УСЛОВИЕ ЗАДАЧИ: Перепишите слово в слово все строки всех позиций ниже, но изображения в ответ не включайте.
┌──
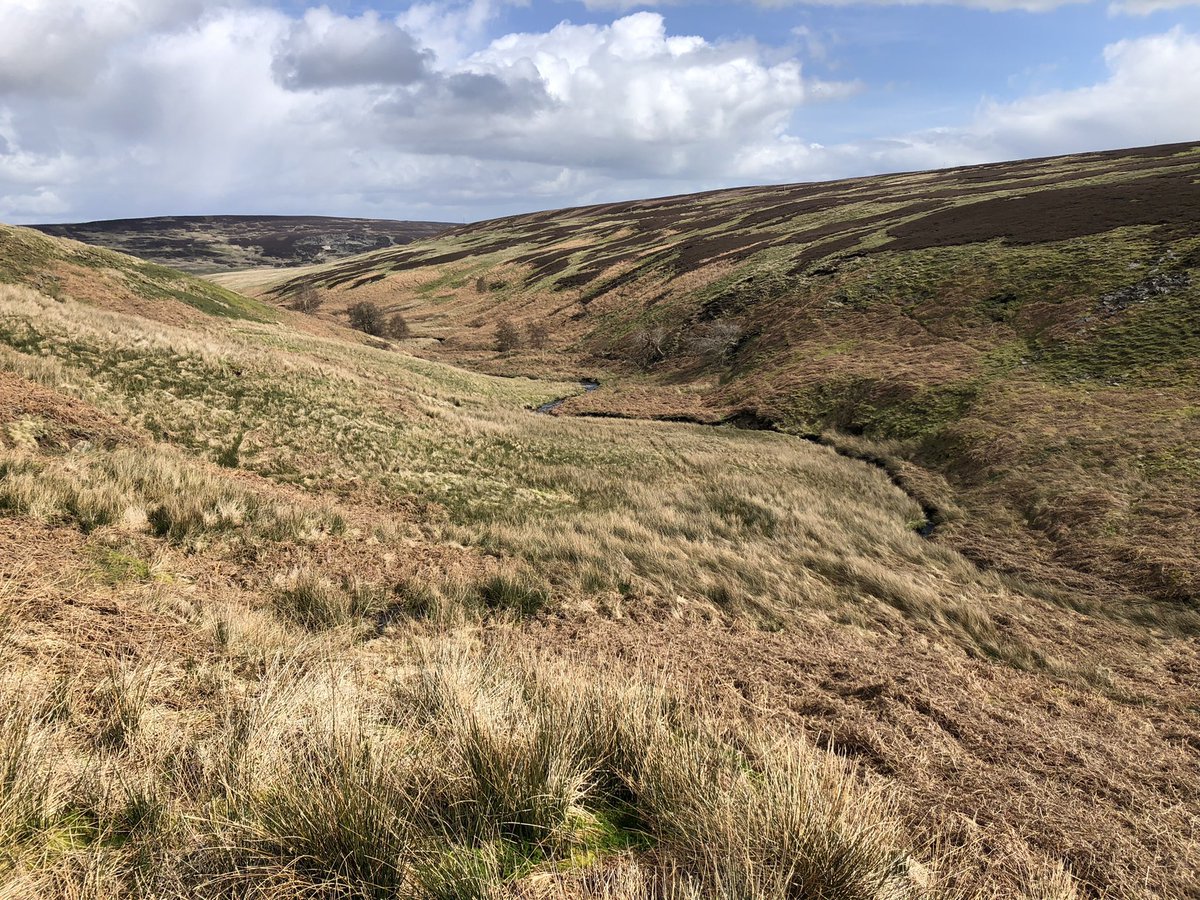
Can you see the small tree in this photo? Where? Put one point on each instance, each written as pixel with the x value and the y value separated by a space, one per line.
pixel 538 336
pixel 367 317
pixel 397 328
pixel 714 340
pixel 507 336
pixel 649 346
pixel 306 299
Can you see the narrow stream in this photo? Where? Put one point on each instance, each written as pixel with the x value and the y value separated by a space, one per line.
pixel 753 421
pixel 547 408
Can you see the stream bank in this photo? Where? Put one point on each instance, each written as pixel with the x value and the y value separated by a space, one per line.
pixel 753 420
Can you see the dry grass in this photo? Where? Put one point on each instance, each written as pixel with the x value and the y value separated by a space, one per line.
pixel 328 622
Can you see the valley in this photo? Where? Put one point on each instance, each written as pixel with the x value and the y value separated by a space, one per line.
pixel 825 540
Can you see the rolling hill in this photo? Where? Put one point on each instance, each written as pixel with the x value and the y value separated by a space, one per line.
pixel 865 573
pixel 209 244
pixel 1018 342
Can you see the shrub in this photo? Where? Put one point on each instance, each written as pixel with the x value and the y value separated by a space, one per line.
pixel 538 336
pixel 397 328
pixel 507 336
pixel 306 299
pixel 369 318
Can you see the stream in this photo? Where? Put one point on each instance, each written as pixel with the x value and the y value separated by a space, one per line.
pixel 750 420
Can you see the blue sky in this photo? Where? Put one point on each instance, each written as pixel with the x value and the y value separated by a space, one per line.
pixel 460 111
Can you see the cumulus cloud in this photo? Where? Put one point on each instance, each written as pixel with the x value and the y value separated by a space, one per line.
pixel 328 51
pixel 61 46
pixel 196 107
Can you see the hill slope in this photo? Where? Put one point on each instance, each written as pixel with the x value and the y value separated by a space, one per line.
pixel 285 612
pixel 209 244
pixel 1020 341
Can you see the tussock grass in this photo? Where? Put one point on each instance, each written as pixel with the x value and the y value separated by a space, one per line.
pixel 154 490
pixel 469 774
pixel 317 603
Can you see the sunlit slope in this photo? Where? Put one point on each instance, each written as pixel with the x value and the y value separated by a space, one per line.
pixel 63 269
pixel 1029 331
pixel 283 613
└──
РЕШЕНИЕ НИЖЕ:
Can you see the small tree in this photo? Where? Put one point on each instance, each written as pixel with the x value and the y value separated by a space, one per line.
pixel 538 336
pixel 367 317
pixel 397 328
pixel 714 340
pixel 507 336
pixel 649 346
pixel 306 299
Can you see the narrow stream in this photo? Where? Put one point on each instance, each written as pixel with the x value and the y value separated by a space, one per line.
pixel 753 421
pixel 547 408
Can you see the stream bank in this photo? Where? Put one point on each instance, each written as pixel with the x value and the y value separated by a space, one per line.
pixel 753 420
Can you see the dry grass in this photo? Where? Put one point on each instance, each written as pixel with the x value and the y value separated by a space, one per line.
pixel 328 622
Can you see the valley in this photo? Where? Put one point on each instance, each written as pixel with the x value and the y value separated by a space, one per line.
pixel 825 540
Can you see the rolling hill in this photo? Where? Put one point on each instance, each written as pixel with the x value and the y value separated by a space, one per line.
pixel 865 573
pixel 209 244
pixel 1018 342
Can you see the shrub in this photo? Where? Put one point on each instance, each written as pixel with the x value and the y value separated by a space, one per line.
pixel 538 336
pixel 397 328
pixel 507 336
pixel 306 299
pixel 369 318
Can you see the stream in this photo? Where? Put one point on each instance, each written as pixel with the x value and the y value separated by a space, one per line.
pixel 750 420
Can you see the blue sky in this photo? Where? Put one point on each instance, each written as pixel with the x value and the y value separated by a space, one per line.
pixel 460 111
Can you see the cumulus cloud in this photo? Where? Put one point on each instance, each written as pixel with the x value and the y value separated by a space, one per line.
pixel 328 51
pixel 61 46
pixel 196 107
Can you see the hill slope in this photo? Where? Put one point on each instance, each written as pixel with the x value and the y value separated by a space, one per line.
pixel 285 612
pixel 209 244
pixel 1020 341
Can you see the tussock grass in this photo? Where? Put one point on each instance, each written as pixel with the x value and the y value separated by a space, one per line.
pixel 154 490
pixel 469 774
pixel 317 603
Can you see the sunlit slope in this photo? Where? Put one point on each instance, each written as pixel with the x value and the y value separated by a space, one per line.
pixel 63 269
pixel 1029 331
pixel 283 613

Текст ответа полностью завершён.